Referring expression pointing data:
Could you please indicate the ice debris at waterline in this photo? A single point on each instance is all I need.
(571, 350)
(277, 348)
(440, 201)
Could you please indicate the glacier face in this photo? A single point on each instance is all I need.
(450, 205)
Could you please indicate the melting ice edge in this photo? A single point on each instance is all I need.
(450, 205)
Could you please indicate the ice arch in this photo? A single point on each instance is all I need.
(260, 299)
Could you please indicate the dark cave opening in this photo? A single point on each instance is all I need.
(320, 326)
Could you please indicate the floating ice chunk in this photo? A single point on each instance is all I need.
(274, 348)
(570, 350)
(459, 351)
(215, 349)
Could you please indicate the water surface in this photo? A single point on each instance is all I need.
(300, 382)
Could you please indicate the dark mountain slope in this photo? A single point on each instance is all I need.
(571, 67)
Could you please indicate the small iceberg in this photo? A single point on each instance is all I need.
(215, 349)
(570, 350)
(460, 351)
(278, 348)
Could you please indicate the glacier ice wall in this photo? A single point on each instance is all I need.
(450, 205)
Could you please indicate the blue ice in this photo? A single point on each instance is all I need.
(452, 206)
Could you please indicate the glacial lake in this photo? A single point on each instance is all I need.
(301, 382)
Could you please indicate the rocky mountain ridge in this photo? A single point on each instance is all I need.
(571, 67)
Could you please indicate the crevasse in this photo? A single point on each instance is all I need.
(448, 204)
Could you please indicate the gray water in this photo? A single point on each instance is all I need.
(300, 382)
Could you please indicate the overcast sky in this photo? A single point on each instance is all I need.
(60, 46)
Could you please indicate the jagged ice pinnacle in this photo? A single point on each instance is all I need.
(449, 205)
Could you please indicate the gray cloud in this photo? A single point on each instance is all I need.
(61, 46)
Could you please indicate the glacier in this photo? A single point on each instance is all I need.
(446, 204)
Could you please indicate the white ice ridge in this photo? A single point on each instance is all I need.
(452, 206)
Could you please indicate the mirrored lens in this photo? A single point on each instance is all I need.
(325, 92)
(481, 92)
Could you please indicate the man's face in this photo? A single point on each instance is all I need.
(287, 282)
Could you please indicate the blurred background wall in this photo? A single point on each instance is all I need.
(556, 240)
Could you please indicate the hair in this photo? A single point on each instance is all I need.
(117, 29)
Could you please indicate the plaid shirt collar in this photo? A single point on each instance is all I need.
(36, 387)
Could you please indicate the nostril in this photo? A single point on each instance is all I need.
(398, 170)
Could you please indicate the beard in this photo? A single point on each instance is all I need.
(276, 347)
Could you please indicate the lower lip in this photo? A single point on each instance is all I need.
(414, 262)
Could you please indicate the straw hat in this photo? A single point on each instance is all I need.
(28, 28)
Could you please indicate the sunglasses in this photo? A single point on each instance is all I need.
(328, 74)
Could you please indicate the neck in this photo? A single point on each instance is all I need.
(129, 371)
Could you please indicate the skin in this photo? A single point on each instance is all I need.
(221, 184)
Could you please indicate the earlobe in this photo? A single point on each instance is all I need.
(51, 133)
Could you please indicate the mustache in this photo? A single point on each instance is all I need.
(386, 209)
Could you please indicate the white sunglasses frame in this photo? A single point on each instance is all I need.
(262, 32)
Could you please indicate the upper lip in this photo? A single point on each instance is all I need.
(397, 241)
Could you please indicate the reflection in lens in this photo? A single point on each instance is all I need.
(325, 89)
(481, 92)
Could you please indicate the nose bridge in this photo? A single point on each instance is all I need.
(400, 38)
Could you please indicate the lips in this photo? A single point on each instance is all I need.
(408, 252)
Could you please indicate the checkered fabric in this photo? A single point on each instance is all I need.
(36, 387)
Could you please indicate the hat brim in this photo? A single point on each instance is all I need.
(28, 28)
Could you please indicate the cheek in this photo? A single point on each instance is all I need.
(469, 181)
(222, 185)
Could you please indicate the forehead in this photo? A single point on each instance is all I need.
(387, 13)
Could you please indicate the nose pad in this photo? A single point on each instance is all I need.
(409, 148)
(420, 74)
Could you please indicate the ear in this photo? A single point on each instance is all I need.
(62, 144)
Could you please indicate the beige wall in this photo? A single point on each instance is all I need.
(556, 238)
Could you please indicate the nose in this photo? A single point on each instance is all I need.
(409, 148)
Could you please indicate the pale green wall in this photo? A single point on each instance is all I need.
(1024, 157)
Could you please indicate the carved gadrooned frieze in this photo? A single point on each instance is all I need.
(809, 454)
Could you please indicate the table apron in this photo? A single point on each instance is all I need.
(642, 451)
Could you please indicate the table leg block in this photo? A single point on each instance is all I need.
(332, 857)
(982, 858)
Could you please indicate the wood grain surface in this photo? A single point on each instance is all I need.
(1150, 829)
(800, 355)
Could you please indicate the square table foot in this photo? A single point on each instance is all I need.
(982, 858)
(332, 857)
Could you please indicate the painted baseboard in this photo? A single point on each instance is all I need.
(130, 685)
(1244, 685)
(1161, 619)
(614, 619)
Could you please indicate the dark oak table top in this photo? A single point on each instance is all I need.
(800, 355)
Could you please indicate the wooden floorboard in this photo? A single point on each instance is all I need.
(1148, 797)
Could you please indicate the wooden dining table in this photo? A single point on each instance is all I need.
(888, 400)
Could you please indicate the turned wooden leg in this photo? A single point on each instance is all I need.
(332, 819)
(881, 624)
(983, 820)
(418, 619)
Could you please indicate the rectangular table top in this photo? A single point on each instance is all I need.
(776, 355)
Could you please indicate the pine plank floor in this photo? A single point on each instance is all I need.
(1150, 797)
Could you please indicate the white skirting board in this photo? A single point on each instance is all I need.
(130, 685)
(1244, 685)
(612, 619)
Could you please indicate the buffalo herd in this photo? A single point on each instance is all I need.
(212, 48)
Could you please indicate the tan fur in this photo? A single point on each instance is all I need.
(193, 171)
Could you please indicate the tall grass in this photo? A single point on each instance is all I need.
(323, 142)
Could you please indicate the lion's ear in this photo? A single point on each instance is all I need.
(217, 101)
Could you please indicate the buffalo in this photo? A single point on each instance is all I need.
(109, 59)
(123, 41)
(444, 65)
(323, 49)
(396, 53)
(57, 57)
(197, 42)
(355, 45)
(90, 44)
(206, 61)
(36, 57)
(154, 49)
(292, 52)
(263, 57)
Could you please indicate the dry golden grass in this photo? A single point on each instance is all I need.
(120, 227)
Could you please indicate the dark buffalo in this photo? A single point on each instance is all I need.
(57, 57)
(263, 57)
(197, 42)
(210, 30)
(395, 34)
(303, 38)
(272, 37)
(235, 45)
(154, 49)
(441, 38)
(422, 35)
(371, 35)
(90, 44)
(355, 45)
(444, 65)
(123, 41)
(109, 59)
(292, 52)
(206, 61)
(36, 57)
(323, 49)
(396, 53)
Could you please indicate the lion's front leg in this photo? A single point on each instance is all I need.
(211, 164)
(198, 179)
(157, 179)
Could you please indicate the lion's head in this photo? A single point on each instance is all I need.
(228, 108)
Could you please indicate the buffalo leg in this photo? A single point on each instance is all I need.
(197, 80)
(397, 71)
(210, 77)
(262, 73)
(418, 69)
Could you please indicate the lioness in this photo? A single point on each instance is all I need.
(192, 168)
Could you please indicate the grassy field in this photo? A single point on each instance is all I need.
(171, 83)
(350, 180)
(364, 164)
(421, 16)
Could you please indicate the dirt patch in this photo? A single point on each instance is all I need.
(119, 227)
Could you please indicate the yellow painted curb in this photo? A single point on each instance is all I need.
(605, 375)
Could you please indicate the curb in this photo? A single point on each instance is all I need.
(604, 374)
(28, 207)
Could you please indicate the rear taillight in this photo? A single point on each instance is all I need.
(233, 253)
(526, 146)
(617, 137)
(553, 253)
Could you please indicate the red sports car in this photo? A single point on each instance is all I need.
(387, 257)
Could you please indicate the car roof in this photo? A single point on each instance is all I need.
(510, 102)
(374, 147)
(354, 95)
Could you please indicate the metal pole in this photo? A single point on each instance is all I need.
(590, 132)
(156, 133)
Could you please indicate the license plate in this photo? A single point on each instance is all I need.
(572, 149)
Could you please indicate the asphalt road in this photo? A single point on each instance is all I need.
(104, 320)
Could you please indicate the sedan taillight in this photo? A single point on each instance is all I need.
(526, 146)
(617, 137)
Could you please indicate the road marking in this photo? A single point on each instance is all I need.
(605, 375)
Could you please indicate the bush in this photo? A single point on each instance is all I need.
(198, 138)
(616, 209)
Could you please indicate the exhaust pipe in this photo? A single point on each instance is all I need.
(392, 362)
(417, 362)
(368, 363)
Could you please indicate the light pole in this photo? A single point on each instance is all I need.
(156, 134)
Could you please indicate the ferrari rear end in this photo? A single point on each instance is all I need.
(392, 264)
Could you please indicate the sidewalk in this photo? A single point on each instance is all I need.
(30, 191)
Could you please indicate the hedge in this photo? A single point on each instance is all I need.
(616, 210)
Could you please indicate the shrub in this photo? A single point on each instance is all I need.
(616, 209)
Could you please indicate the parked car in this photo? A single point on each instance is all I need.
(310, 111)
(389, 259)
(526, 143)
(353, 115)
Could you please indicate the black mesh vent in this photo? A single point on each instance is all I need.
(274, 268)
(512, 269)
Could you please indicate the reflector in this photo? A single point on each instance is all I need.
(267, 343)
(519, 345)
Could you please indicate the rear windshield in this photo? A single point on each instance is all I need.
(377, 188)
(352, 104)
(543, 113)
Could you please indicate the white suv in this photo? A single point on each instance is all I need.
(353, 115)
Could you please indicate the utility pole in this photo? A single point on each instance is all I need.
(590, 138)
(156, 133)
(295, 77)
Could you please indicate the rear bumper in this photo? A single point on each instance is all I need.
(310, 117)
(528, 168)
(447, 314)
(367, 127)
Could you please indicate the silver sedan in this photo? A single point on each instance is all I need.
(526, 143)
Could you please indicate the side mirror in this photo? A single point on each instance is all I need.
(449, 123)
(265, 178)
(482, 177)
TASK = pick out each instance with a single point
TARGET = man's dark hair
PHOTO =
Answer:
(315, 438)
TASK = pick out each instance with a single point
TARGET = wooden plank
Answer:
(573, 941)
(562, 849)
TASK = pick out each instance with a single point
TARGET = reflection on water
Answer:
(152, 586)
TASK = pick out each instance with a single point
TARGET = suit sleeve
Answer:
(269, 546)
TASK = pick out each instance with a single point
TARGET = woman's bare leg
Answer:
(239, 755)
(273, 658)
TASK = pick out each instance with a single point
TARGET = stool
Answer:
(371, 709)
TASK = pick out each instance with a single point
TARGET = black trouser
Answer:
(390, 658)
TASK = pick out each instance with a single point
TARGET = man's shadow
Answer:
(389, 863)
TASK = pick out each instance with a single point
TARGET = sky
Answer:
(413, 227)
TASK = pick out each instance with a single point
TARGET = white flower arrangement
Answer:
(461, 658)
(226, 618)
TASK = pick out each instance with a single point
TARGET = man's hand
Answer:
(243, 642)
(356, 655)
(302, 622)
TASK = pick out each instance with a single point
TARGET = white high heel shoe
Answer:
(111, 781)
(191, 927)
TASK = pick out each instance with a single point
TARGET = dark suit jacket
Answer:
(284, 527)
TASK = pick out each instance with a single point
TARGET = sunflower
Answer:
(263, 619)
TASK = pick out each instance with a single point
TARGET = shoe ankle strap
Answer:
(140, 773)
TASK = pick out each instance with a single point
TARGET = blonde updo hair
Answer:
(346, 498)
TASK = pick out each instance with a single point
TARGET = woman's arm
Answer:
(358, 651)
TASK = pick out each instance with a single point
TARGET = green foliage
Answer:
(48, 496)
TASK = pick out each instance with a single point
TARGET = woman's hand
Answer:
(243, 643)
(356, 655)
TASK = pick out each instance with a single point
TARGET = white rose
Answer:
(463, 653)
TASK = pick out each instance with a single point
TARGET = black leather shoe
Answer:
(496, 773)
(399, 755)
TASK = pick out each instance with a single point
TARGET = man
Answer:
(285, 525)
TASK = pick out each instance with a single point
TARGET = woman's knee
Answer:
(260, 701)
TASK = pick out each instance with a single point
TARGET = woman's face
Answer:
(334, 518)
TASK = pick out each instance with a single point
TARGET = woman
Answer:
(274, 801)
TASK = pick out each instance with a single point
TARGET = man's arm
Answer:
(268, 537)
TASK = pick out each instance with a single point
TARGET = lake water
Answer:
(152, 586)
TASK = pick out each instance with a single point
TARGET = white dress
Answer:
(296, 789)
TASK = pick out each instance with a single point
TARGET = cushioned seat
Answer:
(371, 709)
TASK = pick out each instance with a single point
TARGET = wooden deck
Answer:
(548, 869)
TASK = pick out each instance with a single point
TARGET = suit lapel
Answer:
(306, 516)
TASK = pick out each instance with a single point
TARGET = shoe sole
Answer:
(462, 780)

> WHAT YOU SHOULD DO
Please return all lines from the records that hold the word "shoe".

> RESULT OF THE TASK
TARGET = white high heel shoe
TARGET = shoe ankle strap
TARGET = black leather shoe
TARGET = shoe sole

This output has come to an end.